_DATASET ENTRIES_:
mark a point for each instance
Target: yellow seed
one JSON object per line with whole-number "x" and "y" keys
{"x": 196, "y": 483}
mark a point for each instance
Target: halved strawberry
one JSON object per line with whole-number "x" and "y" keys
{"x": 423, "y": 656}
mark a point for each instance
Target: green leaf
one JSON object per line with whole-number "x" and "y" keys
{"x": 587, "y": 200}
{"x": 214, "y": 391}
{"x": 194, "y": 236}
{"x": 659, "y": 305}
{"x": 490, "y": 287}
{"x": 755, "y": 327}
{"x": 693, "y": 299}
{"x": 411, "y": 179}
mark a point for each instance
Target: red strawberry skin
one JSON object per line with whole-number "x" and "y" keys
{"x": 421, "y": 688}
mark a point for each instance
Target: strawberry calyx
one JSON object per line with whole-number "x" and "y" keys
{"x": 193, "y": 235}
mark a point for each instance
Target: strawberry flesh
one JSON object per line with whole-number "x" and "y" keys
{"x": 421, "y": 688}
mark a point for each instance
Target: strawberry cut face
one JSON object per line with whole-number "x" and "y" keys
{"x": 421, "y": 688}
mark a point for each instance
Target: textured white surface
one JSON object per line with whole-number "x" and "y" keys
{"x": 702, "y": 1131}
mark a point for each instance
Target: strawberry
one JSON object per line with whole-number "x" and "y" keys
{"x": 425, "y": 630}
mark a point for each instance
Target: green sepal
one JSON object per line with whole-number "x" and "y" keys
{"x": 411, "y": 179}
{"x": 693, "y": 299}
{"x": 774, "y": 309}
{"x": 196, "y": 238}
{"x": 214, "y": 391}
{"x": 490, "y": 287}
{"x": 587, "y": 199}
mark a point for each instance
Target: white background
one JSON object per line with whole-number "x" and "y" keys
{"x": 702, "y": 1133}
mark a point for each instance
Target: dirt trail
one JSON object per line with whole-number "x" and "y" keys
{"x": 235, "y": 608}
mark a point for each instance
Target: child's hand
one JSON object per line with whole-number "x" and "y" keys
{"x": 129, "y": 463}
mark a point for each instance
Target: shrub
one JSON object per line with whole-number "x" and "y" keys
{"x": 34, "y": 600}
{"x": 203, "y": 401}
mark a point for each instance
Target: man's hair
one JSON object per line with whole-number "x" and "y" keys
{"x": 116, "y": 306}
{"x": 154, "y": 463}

_DIRECTIONS_:
Print all of the entries again, exactly as written.

_YOUR SOLUTION_:
mark a point for each instance
Target: yellow seed
one JSON object per line with whole-number "x" and "y" keys
{"x": 196, "y": 483}
mark a point for each instance
Target: halved strawberry
one JSON object per line with whole-number "x" and "y" keys
{"x": 423, "y": 656}
mark a point for each instance
Target: green leaf
one JSON object per line with whole-number "x" and "y" keys
{"x": 587, "y": 200}
{"x": 214, "y": 391}
{"x": 194, "y": 236}
{"x": 659, "y": 305}
{"x": 490, "y": 287}
{"x": 755, "y": 327}
{"x": 693, "y": 299}
{"x": 411, "y": 179}
mark a point for each instance
Target: red strawberry skin
one JSON object per line with whole-number "x" and "y" keys
{"x": 421, "y": 688}
mark a point for each instance
Target: strawberry calyx
one JSON object per line with whole-number "x" and "y" keys
{"x": 193, "y": 235}
mark a point for each instance
Target: strawberry flesh
one JSON object per line with whole-number "x" and "y" keys
{"x": 421, "y": 688}
mark a point for each instance
Target: strawberry cut face
one JSON object per line with whole-number "x" and "y" keys
{"x": 421, "y": 688}
mark a point for each instance
Target: textured white surface
one JSON object per line with whole-number "x" and "y" keys
{"x": 702, "y": 1131}
mark a point for each instance
Target: strawberry
one JSON object per line with whole-number "x" and "y" keys
{"x": 425, "y": 630}
mark a point for each instance
Target: green sepal
one JSON object per line with whole-number "x" and "y" keys
{"x": 411, "y": 179}
{"x": 693, "y": 299}
{"x": 774, "y": 309}
{"x": 196, "y": 238}
{"x": 214, "y": 391}
{"x": 490, "y": 287}
{"x": 587, "y": 199}
mark a point for each instance
Target: white background
one JSON object per line with whole-number "x" and "y" keys
{"x": 702, "y": 1133}
mark a point for each instance
Target: dirt trail
one JSON object per line with whole-number "x" and "y" keys
{"x": 235, "y": 608}
mark a point for each instance
Target: child's hand
one JSON object per line with whole-number "x" and "y" keys
{"x": 129, "y": 463}
mark a point for each instance
Target: shrub
one JSON object per line with whole-number "x" and "y" keys
{"x": 34, "y": 600}
{"x": 203, "y": 401}
mark a point for each instance
Target: man's hair
one JSON object per line with whole-number "x" and "y" keys
{"x": 116, "y": 306}
{"x": 154, "y": 463}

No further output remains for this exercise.